Your objective
What is the number of lines below that include "above"? Give that number alone.

Extracted entries
────────────────────

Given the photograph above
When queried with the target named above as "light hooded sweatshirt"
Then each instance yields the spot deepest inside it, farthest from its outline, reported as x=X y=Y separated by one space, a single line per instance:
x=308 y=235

────────────────────

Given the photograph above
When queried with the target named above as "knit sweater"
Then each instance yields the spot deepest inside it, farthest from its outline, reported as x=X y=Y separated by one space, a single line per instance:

────────────────────

Exercise answer
4